■ **Task brief**
Every line of the entries with the word "white" in it should be shown.

■ ■ ■ ■ ■ ■ ■

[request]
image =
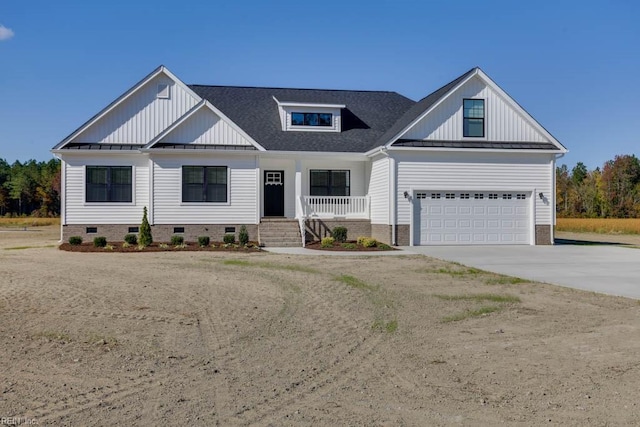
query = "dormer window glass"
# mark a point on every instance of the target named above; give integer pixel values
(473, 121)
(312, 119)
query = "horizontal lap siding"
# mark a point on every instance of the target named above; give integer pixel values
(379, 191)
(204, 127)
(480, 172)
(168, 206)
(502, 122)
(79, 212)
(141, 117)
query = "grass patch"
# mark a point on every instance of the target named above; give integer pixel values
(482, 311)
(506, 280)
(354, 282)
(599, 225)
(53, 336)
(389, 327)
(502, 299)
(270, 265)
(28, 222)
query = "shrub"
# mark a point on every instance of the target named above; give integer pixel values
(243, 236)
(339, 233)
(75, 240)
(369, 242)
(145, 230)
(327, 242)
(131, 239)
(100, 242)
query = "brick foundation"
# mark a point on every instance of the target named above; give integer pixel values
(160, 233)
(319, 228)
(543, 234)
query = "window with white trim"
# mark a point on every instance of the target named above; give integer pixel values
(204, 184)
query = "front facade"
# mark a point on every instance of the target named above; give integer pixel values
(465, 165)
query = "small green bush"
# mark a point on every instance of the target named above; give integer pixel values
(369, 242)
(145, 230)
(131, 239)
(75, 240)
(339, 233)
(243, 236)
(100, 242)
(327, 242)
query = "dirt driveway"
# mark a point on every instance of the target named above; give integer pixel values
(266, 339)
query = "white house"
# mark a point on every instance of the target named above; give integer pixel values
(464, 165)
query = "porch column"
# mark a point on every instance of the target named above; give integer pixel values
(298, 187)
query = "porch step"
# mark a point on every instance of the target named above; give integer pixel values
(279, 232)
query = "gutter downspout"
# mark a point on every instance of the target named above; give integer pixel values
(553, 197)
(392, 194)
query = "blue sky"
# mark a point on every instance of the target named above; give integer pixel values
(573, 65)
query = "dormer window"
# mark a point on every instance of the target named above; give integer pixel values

■ ■ ■ ■ ■ ■ ■

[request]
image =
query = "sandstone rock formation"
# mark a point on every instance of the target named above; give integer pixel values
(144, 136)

■ ■ ■ ■ ■ ■ ■

■ **Solved problem**
query = "window with white trim"
query = "white house"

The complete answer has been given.